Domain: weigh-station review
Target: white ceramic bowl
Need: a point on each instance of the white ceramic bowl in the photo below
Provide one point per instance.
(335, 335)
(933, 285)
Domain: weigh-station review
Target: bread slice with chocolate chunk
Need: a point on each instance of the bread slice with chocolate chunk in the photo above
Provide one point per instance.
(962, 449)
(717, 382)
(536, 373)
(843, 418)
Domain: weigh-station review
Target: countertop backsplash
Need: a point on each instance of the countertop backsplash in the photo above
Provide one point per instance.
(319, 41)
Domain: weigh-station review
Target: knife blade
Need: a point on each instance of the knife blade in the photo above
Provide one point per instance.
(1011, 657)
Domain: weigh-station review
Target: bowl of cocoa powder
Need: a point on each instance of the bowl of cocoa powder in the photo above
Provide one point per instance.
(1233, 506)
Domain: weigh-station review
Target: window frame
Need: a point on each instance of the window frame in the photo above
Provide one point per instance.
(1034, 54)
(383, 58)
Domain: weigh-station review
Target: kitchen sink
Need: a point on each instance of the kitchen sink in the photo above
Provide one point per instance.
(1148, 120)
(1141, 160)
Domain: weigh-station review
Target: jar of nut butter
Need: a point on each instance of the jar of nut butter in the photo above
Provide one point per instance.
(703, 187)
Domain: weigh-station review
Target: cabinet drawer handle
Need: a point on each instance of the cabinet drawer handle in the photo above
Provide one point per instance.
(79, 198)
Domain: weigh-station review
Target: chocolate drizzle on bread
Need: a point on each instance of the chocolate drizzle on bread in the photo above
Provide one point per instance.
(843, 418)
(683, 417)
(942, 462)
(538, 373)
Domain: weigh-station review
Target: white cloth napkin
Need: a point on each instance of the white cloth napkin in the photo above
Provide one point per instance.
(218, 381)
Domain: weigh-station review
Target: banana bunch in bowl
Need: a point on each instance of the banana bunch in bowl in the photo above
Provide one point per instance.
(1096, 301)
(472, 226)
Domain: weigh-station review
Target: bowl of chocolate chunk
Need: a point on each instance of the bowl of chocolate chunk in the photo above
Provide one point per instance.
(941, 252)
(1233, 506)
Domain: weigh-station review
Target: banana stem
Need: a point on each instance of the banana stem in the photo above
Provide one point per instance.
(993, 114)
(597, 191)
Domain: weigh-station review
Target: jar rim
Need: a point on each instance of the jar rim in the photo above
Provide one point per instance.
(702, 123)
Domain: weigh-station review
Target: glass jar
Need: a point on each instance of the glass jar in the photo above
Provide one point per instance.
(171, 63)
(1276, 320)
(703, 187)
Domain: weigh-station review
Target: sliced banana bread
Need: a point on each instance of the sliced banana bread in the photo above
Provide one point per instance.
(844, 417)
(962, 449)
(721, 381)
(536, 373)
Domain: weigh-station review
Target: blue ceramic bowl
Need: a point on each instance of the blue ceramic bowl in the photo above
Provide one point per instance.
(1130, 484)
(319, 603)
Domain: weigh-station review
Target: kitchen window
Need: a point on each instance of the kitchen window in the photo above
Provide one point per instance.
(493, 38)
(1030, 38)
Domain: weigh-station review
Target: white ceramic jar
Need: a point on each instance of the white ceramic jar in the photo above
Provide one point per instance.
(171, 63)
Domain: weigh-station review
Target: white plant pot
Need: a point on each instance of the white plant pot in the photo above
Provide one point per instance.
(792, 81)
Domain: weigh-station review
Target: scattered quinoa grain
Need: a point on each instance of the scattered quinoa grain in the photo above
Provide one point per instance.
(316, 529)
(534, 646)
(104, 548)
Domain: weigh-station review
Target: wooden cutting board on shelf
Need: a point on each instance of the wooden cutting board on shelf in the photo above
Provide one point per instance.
──────────
**TASK**
Starting at the beginning of the data above and ending at the line that contains "(1141, 160)", write out every line again, requests included. Multiply each coordinate in the answers by 0.4 and round it to a whole number, with halves rounded up.

**TASK RESPONSE**
Domain: weigh-station review
Target: white ceramic bowl
Need: a point on each instance of the white ceramic bowl in the photo below
Provide one point per instance.
(134, 134)
(373, 114)
Domain: weigh-station review
Target: bread slice with chocolate chunk
Need: a point on each instance of the bread slice with chocolate chunk in the photo above
Provide one point per instance.
(385, 180)
(287, 153)
(214, 149)
(337, 167)
Domain: weigh-station review
Target: countertop backsplash
Need: a point on each instance of the countertop backsplash in the photo above
Provide one point per instance.
(128, 16)
Domain: weigh-station review
Target: knife blade
Need: a point on each instance of the knife blade in the photo above
Provide one point per instance.
(404, 263)
Domain: weigh-station review
Target: bowl of cocoa powder
Need: a point on each instance of the bowl of cocoa powder in the photo above
Provide one point per instance.
(493, 202)
Domain: weigh-station review
Target: window frame
Need: a point on each instance of the window frame in the photo above
Provide one point per instance.
(414, 22)
(153, 23)
Domain: weigh-station review
Target: kitchen sink
Need: a point on each instance of the kitchen sink in the photo above
Provide one point per instance.
(459, 48)
(456, 64)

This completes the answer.